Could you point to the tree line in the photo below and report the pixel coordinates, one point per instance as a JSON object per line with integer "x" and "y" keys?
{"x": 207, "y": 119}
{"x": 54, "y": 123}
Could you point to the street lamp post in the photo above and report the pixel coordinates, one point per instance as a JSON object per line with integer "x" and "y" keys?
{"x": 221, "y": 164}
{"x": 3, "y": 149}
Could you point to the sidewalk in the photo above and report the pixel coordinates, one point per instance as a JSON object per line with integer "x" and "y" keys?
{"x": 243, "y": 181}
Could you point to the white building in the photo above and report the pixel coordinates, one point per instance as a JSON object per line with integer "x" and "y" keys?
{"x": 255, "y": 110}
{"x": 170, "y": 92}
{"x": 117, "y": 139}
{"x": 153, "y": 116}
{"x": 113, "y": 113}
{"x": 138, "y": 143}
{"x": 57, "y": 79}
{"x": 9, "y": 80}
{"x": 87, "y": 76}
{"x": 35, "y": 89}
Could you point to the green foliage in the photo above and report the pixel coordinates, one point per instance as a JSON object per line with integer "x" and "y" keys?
--
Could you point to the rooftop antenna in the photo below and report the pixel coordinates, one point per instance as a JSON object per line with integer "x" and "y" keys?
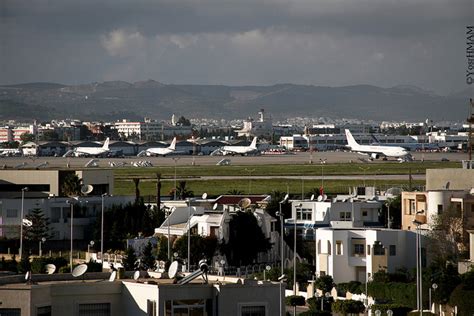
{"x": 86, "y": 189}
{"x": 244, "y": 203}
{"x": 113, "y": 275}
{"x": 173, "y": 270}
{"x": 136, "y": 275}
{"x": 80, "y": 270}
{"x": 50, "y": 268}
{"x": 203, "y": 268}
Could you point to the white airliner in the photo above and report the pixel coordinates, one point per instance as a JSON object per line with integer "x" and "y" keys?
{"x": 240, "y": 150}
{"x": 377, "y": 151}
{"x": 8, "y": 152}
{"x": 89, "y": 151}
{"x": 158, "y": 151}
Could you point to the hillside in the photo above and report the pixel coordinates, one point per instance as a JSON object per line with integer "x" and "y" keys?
--
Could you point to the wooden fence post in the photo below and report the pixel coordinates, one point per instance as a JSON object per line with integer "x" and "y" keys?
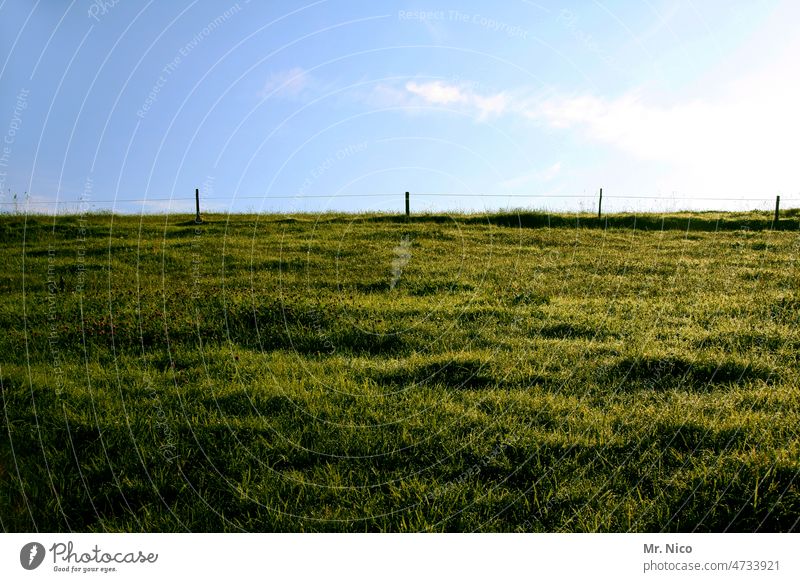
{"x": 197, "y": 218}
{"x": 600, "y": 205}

> **WRITTEN PROBLEM**
Give back the entries from the line with "Could you point to the sidewalk" to the line with "Could you point to the green", with "pixel coordinates" swapped for "image coordinates" and nothing else changed. Return only those lines.

> **IN RESPONSE**
Could you point to the sidewalk in the photo above and report the image coordinates, one point per instance as a JSON object per line with integer "x" and "y" keys?
{"x": 243, "y": 181}
Could you point to the white building in the photo above and report the image coordinates, one point per instance as a JSON object per line with integer "x" and "y" keys?
{"x": 255, "y": 110}
{"x": 170, "y": 92}
{"x": 117, "y": 139}
{"x": 153, "y": 116}
{"x": 113, "y": 113}
{"x": 138, "y": 143}
{"x": 57, "y": 79}
{"x": 9, "y": 80}
{"x": 87, "y": 76}
{"x": 35, "y": 89}
Could you point to the green foliage in the photo above and report the image coordinates, one point per instance as a JSON object per line with integer "x" and "y" keys?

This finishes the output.